Funny how sometimes musicians just seem to appear out of nowhere.

Suddenly there is an awareness of new a new face, new music, a new approach and style.

The truth is that, for the most part, that sudden emergence is only possible because years of effort have been put in up front.

Experience and talent are a given, but it can take decades of writing, performing, recording and touring, building relationships, networks and trust to develop a unique musical identity that ‘suddenly’ catches the light and flashes into the consciousness of a mass audience.

At this point in history the musical landscape is vastly different to what it was when I first started performing around the folk clubs of Sydney.

It was 1969, I was 19, and the folk coffee shop scene was a vibrant social meeting place where meaningful music was the focus.

You were lucky to get amplification let alone any marketing beyond an A frame at the front door and perhaps a small ad in the local paper.

Today we are subservient to social media and an algorithm driven marketplace that demands feeding before it will show any interest whatever.

Taking on the whole marketing / distribution thing without help is not for the faint-hearted.

As many of you know, I have just released my new album, Burden of Hope, so this dilemma is very current for me.

The reality is that I haven’t even poked a stick at the algorithm in any serious way (that’s next), but since the last edition of Trad&Now I have had some much more grass roots success in America and I’ve been asked to outline how that happened for you all.

In July this year, Burden of Hope was released to the Folk Alliance International’s Folk Radio network across the USA.

There are over 200 radio stations and DJs who focus on the broad folk genre.

Within three weeks, the album, the title track and me as the artist, were charting: TOP ALBUMS OF THE MONTH – #20 Burden of Hope; TOP SONGS OF THE MONTH – #16 Burden of Hope; TOP ARTISTS OF THE MONTH – #28 Peter Campbell.

One has to accept that it’s probably just a flash in that enormous pan, but suddenly the name Peter Campbell was on the lips of presenters in America, the music was being heard and its messages reaching the ears of vast audiences at a crucial moment in history.

For that I am deeply grateful.

So how did it happen?

With deep musical roots, decades as a folk artist and four albums behind me, I had some real experience as a starting point.

→ **MATERIAL PROVIDED**
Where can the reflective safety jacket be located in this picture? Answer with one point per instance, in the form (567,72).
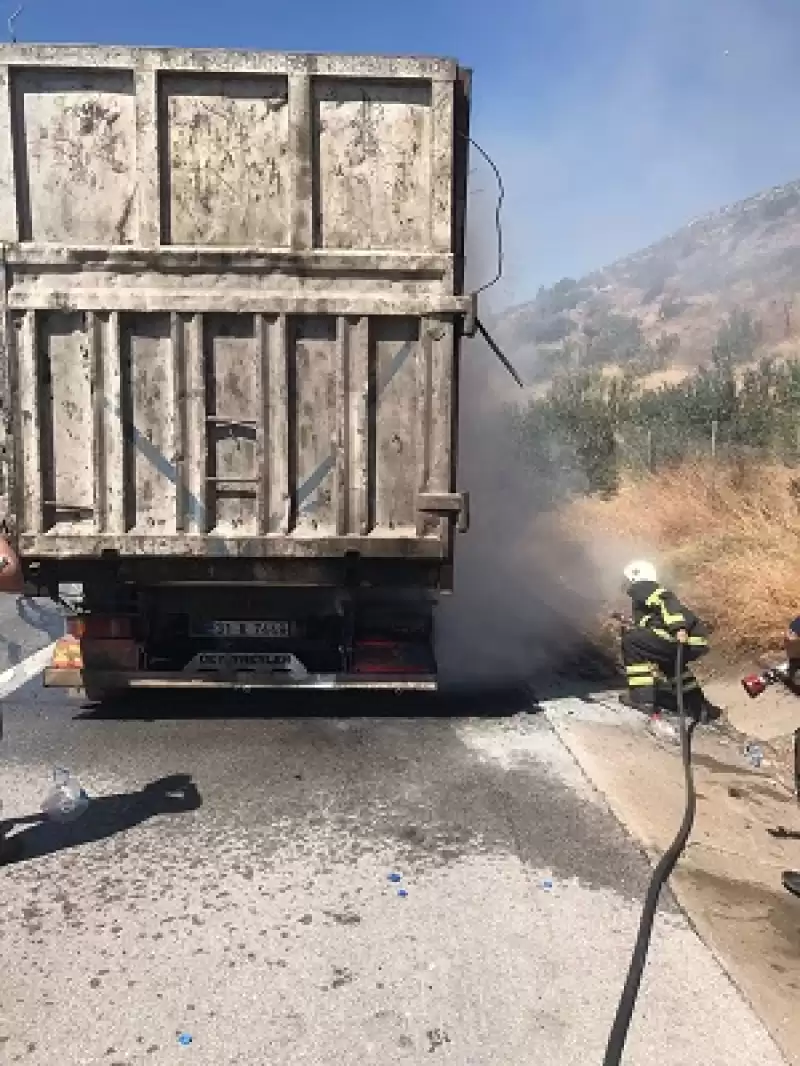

→ **WRITTEN PROBLEM 1**
Answer these questions about the article on releasing Burden of Hope:
(a) In what year did the writer begin performing in the folk clubs of Sydney, and at what age?
(b) How many radio stations and DJs focus on the broad folk genre in the network the album went to?
(c) What position did the title track reach in the Top Songs of the Month chart?
→ **WRITTEN PROBLEM 2**
Write the next few paragraphs of the article on releasing Burden of Hope, picking up after its final sentence.
The material has no connection to the text about the release of Burden of Hope.

→ **TASK ANSWER 1**
(a) 1969, at age 19.
(b) Over 200.
(c) #16.

→ **TASK ANSWER 2**
Having spent about 40 years as a high end graphic designer and photographer, I understood the importance and principles of creating an identity with cut-through.

Conceptually, the look and feel of the album was set early on and drove the way we approached it.

There is no doubt that these helped keep costs to a minimum.

Co-produced and engineered by old friend and Australian music legend Brendan Gallagher, it was recorded economically over a couple of weeks in our living room in the Southern Highlands.

A couple of sessions in Sydney brought in wonderful featured artists George Washingmachine, Andy Bickers, Jo Caseley, Bow Campbell and other musical friends for background vocals.

In 2024, my old friend Noel Paul Stookey (Paul of Peter, Paul & Mary fame) invited me to participate on a CD of artists who recorded in his renowned HenHouse Studio in Blue Hill, Maine USA.

We had three tracks each from Noel, John Stuart, Kevin Roth and me.

This introduced me to Hudson Harding Music, a distribution company specialising in promoting folk to the FAI Folk Radio network across the USA and Canada, with a few stations here and elsewhere in the world.

The CD went well and my music was aired in the US for the first time in about 45 years.

With Burden of Hope on the horizon, I approached Hudson Harding about undertaking its promotion.

They were keen to help.

It is a business, and this kind of personal promotion is a lot of work, so there were costs involved, along with the provision of about 150 CDs to give physical substance to the music.

The rest was up to them, and it worked.

It is gratifying to know that my songs were heard in the same company as Bruce Springsteen, Mary Chapin Carpenter, Molly Tuttle, Leonard Cohen, Emmylou Harris, Tom Paxton and other greats.

If you would like more information please feel free to make contact through my website – petercampbell.au.

 I will also be running a workshop entitled ‘Promoting your music without losing your musical integrity’ at the Kangaroo Valley Folk Festival (17-19 October).

It is about how to reconcile holding firm to honest human values with the need to promote our music in a highly competitive, social media driven market.

Come and say hello.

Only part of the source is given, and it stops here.